Stored records
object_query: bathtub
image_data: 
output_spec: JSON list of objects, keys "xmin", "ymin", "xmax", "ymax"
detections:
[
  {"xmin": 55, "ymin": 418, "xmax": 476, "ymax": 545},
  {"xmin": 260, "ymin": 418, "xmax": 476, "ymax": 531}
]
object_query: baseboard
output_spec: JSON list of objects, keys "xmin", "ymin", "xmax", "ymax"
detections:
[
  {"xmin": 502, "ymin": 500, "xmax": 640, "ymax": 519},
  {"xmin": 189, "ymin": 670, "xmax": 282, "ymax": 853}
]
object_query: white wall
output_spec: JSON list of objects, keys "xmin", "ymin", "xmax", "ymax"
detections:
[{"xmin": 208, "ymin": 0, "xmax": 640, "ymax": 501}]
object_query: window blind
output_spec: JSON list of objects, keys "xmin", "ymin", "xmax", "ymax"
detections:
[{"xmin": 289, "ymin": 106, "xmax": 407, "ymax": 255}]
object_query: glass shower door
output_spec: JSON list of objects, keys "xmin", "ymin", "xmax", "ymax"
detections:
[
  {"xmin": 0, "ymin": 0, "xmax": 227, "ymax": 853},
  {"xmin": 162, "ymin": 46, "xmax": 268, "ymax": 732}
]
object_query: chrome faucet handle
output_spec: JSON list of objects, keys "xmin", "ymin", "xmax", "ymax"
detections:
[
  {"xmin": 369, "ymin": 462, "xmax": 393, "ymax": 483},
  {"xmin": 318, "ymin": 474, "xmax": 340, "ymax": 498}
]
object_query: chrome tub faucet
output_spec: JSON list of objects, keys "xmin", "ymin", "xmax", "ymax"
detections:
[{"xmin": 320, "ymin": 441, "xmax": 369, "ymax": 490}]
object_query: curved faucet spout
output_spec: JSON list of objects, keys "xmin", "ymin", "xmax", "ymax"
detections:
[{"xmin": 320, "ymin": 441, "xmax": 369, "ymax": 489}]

Aim
Return every line of the entries above verbatim, from the first to the last, without altering anything.

Task output
object_query: bathtub
image_data: 
output_spec: JSON list of objects, keys "xmin", "ymin", "xmax", "ymax"
detections:
[
  {"xmin": 55, "ymin": 418, "xmax": 476, "ymax": 545},
  {"xmin": 260, "ymin": 418, "xmax": 476, "ymax": 531}
]
object_query: baseboard
output_spec: JSON list of objects, keys "xmin", "ymin", "xmax", "ymax"
detections:
[
  {"xmin": 502, "ymin": 500, "xmax": 640, "ymax": 519},
  {"xmin": 189, "ymin": 670, "xmax": 282, "ymax": 853}
]
object_query: white wall
output_spec: JSON list of objects, keys "xmin", "ymin", "xmax", "ymax"
detections:
[{"xmin": 208, "ymin": 0, "xmax": 640, "ymax": 501}]
object_query: window blind
output_spec: JSON list of objects, keys "xmin", "ymin", "xmax", "ymax"
detections:
[{"xmin": 289, "ymin": 106, "xmax": 407, "ymax": 255}]
object_query: glass shower door
output_spec: JSON list of objects, keys "xmin", "ymin", "xmax", "ymax"
detections:
[
  {"xmin": 0, "ymin": 0, "xmax": 227, "ymax": 853},
  {"xmin": 162, "ymin": 46, "xmax": 268, "ymax": 732}
]
object_query: chrome faucet handle
output_spec: JSON list of objects, keys "xmin", "ymin", "xmax", "ymax"
detections:
[
  {"xmin": 369, "ymin": 462, "xmax": 393, "ymax": 483},
  {"xmin": 318, "ymin": 474, "xmax": 340, "ymax": 498}
]
object_query: chrome tub faucet
output_spec: JSON list of objects, keys "xmin", "ymin", "xmax", "ymax"
detections:
[{"xmin": 320, "ymin": 441, "xmax": 369, "ymax": 490}]
object_query: curved faucet spout
output_spec: JSON list of objects, keys "xmin", "ymin", "xmax", "ymax"
detections:
[{"xmin": 320, "ymin": 441, "xmax": 369, "ymax": 489}]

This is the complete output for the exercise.